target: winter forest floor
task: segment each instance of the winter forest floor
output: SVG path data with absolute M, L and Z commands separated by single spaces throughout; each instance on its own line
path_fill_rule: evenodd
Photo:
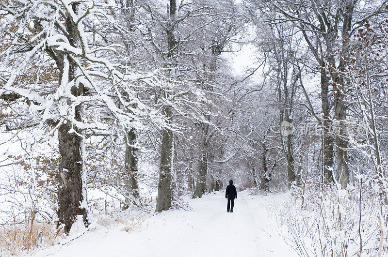
M 269 201 L 284 204 L 284 194 L 253 196 L 241 192 L 233 213 L 226 212 L 224 196 L 211 193 L 190 199 L 192 210 L 168 211 L 145 218 L 131 232 L 123 231 L 122 225 L 98 226 L 66 245 L 41 249 L 34 255 L 297 256 L 280 235 L 275 216 L 265 208 Z

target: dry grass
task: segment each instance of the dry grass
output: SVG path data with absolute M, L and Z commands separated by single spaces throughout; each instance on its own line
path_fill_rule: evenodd
M 130 219 L 126 220 L 124 222 L 125 227 L 121 229 L 121 231 L 130 233 L 133 231 L 139 230 L 141 229 L 145 219 L 144 216 L 140 216 L 137 218 L 132 217 Z
M 38 247 L 53 245 L 63 236 L 62 228 L 37 222 L 32 213 L 24 224 L 0 227 L 0 252 L 12 256 L 28 254 Z

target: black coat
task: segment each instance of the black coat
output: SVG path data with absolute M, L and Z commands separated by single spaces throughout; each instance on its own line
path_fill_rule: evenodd
M 229 185 L 226 187 L 226 192 L 225 192 L 225 198 L 228 199 L 234 199 L 235 196 L 237 198 L 237 190 L 236 187 L 233 185 Z

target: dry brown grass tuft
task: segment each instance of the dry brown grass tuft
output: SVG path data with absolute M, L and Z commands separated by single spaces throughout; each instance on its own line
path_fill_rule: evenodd
M 0 227 L 0 252 L 10 255 L 29 254 L 38 247 L 53 245 L 63 237 L 63 229 L 48 223 L 39 223 L 30 215 L 25 224 Z

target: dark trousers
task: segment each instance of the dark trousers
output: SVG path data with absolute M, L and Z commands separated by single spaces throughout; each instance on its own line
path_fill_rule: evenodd
M 230 206 L 230 202 L 232 203 L 232 206 Z M 227 198 L 227 207 L 226 207 L 226 211 L 229 212 L 229 210 L 233 211 L 233 206 L 234 206 L 234 198 L 230 198 L 228 197 Z

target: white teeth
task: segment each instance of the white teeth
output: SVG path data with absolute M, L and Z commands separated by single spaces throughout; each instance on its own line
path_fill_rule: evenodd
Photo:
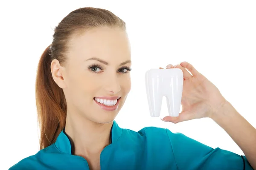
M 103 99 L 95 98 L 95 100 L 97 102 L 103 104 L 107 106 L 113 106 L 117 102 L 117 99 L 116 100 L 106 100 Z

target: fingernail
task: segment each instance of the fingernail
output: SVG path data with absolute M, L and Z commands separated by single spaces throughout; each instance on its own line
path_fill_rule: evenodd
M 166 66 L 166 68 L 171 68 L 171 65 L 167 65 L 167 66 Z
M 166 120 L 164 120 L 163 119 L 160 119 L 161 120 L 163 120 L 163 122 L 169 122 L 169 121 L 167 121 Z

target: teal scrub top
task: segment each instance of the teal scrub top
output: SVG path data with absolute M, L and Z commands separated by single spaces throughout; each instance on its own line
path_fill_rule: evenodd
M 146 127 L 138 132 L 113 121 L 111 144 L 100 155 L 101 170 L 253 170 L 244 156 L 215 149 L 180 133 Z M 9 170 L 89 170 L 64 129 L 55 143 Z

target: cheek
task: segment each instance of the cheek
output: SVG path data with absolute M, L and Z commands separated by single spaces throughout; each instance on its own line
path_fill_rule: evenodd
M 123 93 L 125 95 L 127 95 L 131 91 L 131 82 L 130 77 L 125 79 L 125 80 L 122 81 L 122 89 L 123 89 Z
M 69 78 L 67 90 L 73 100 L 78 103 L 92 100 L 99 87 L 95 77 L 86 74 L 73 74 Z

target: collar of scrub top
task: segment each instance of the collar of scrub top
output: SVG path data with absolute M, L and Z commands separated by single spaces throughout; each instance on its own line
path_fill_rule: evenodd
M 110 134 L 111 144 L 116 142 L 120 138 L 122 131 L 123 129 L 120 128 L 116 121 L 114 120 Z M 65 128 L 61 131 L 57 138 L 55 145 L 61 152 L 73 155 L 74 146 L 73 144 L 72 144 L 68 135 L 65 132 Z

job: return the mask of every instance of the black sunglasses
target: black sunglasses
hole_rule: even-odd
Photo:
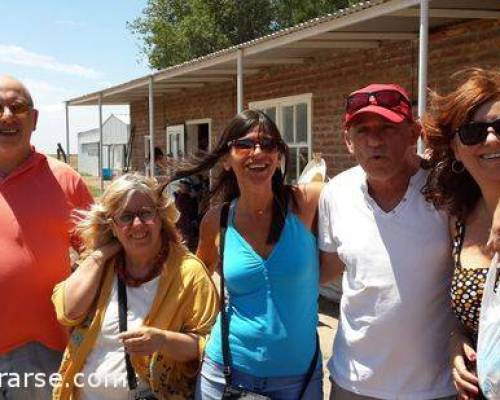
[[[31,106],[28,103],[0,104],[0,117],[4,113],[5,107],[7,107],[14,115],[25,114],[31,110]]]
[[[245,138],[235,139],[227,143],[229,147],[235,149],[238,152],[248,152],[248,153],[254,151],[257,145],[259,145],[260,149],[263,152],[272,153],[273,151],[276,151],[278,149],[280,144],[281,141],[269,137],[259,138],[258,140],[245,139]]]
[[[456,133],[465,146],[483,143],[488,136],[488,128],[492,127],[500,137],[500,119],[491,122],[469,122],[457,129]]]
[[[352,114],[363,107],[371,104],[370,98],[375,98],[377,105],[384,108],[398,107],[401,101],[410,106],[410,102],[397,90],[379,90],[373,93],[355,93],[350,95],[346,101],[346,112]]]

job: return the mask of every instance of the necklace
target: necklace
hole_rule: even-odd
[[[134,278],[127,271],[127,268],[125,267],[125,257],[124,254],[121,253],[118,258],[115,270],[118,275],[118,278],[121,279],[123,282],[125,282],[127,286],[138,287],[160,274],[163,268],[163,264],[165,263],[167,257],[168,257],[168,246],[162,245],[160,252],[156,255],[149,272],[142,278]]]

——

Render every line above as a JSON array of strings, one string per line, skipping blank lines. Omit the pictures.

◆ Written answer
[
  "target: winter forest floor",
  "task: segment each instance of the winter forest floor",
  "output: SVG path data with absolute M, L and Z commands separated by single spaces throughout; each instance on its own line",
  "path_fill_rule: evenodd",
  "Photo:",
  "M 269 201 L 284 204 L 284 194 L 253 196 L 241 192 L 233 213 L 226 212 L 224 196 L 211 193 L 190 199 L 192 210 L 168 211 L 145 218 L 131 232 L 123 231 L 122 225 L 98 226 L 66 245 L 41 249 L 34 255 L 297 256 L 280 235 L 275 216 L 265 208 Z",
  "target: dry grass",
  "task: segment each instance of the dry grass",
  "output: SVG path data with absolute M, L and Z commands separated by single spaces throughout; each instance on its own line",
  "path_fill_rule: evenodd",
  "M 130 219 L 126 220 L 124 222 L 125 227 L 121 229 L 121 231 L 130 233 L 133 231 L 139 230 L 141 229 L 145 219 L 144 216 L 140 216 L 137 218 L 132 217 Z",
  "M 38 247 L 53 245 L 63 236 L 62 228 L 37 222 L 32 213 L 24 224 L 0 227 L 0 252 L 12 256 L 28 254 Z",
  "target: black coat",
  "task: segment each instance of the black coat",
  "output: SVG path data with absolute M, L and Z commands separated by single spaces throughout; each instance on its own line",
  "path_fill_rule: evenodd",
  "M 229 185 L 226 187 L 226 192 L 225 192 L 225 198 L 228 199 L 234 199 L 235 196 L 237 198 L 237 190 L 236 187 L 233 185 Z",
  "target: dry brown grass tuft",
  "task: segment each instance of the dry brown grass tuft",
  "output: SVG path data with absolute M, L and Z commands separated by single spaces throughout; each instance on its own line",
  "path_fill_rule: evenodd",
  "M 0 227 L 0 252 L 10 255 L 29 254 L 38 247 L 53 245 L 63 237 L 63 229 L 48 223 L 39 223 L 30 215 L 25 224 Z",
  "target: dark trousers",
  "task: segment each instance of the dark trousers",
  "output: SVG path data with absolute M, L and Z commands separated by single spaces throughout; each instance on its own line",
  "path_fill_rule: evenodd",
  "M 230 206 L 230 202 L 232 203 L 232 206 Z M 227 198 L 227 207 L 226 207 L 226 211 L 229 212 L 229 210 L 233 211 L 233 206 L 234 206 L 234 198 L 230 198 L 228 197 Z",
  "target: white teeth",
  "task: segment each instance of the white teeth",
  "output: SVG path data with absolute M, L and Z commands separated by single spaces throughout; each instance on its own line",
  "path_fill_rule: evenodd",
  "Photo:",
  "M 103 99 L 95 98 L 95 100 L 97 102 L 103 104 L 107 106 L 113 106 L 117 102 L 117 99 L 116 100 L 106 100 Z",
  "target: fingernail",
  "task: segment each instance of the fingernail",
  "output: SVG path data with absolute M, L and Z commands separated by single spaces throughout; each instance on its own line",
  "path_fill_rule: evenodd",
  "M 166 66 L 166 68 L 171 68 L 171 65 L 167 65 L 167 66 Z",
  "M 166 120 L 164 120 L 163 119 L 160 119 L 161 120 L 163 120 L 163 122 L 169 122 L 169 121 L 167 121 Z",
  "target: teal scrub top",
  "task: segment each instance of the teal scrub top",
  "output: SVG path data with absolute M, L and Z commands separated by single spaces throughout; each instance on its own line",
  "path_fill_rule: evenodd",
  "M 146 127 L 138 132 L 113 121 L 111 144 L 100 155 L 101 170 L 253 170 L 244 156 L 215 149 L 180 133 Z M 9 170 L 89 170 L 64 129 L 55 143 Z",
  "target: cheek",
  "task: segment each instance of the cheek",
  "output: SVG path data with absolute M, L and Z commands separated by single spaces throughout; each instance on its own line",
  "path_fill_rule: evenodd",
  "M 123 93 L 125 95 L 127 95 L 131 91 L 131 82 L 130 77 L 125 79 L 125 80 L 122 81 L 122 89 L 123 89 Z",
  "M 69 78 L 67 90 L 73 100 L 78 103 L 92 100 L 99 87 L 95 77 L 86 74 L 73 74 Z",
  "target: collar of scrub top",
  "task: segment each instance of the collar of scrub top",
  "output: SVG path data with absolute M, L and Z commands separated by single spaces throughout; each instance on its own line",
  "path_fill_rule: evenodd",
  "M 110 134 L 111 144 L 116 142 L 120 138 L 122 131 L 123 129 L 120 128 L 116 121 L 114 120 Z M 65 128 L 61 131 L 57 138 L 55 145 L 61 152 L 73 155 L 74 146 L 73 144 L 72 144 L 68 135 L 65 132 Z",
  "job: return the mask of every instance of the black sunglasses",
  "target: black sunglasses",
  "hole_rule: even-odd",
  "Photo:",
  "[[[31,106],[28,103],[0,104],[0,117],[4,113],[5,107],[7,107],[14,115],[25,114],[31,110]]]",
  "[[[245,138],[235,139],[227,143],[229,147],[235,149],[238,152],[248,152],[248,153],[254,151],[257,145],[259,145],[260,149],[263,152],[272,153],[273,151],[276,151],[278,149],[280,144],[281,141],[269,137],[259,138],[258,140],[245,139]]]",
  "[[[456,133],[465,146],[483,143],[488,136],[488,128],[492,127],[500,137],[500,119],[491,122],[469,122],[457,129]]]",
  "[[[352,114],[363,107],[371,104],[370,98],[375,98],[377,105],[384,108],[398,107],[401,101],[410,106],[410,102],[397,90],[379,90],[373,93],[355,93],[350,95],[346,101],[346,112]]]",
  "job: return the mask of every instance of the necklace",
  "target: necklace",
  "hole_rule: even-odd",
  "[[[134,278],[127,271],[127,268],[125,267],[125,257],[124,254],[121,253],[118,258],[115,270],[118,275],[118,278],[121,279],[123,282],[125,282],[127,286],[138,287],[160,274],[163,268],[163,264],[165,263],[167,257],[168,257],[168,246],[162,245],[160,252],[156,255],[149,272],[142,278]]]"
]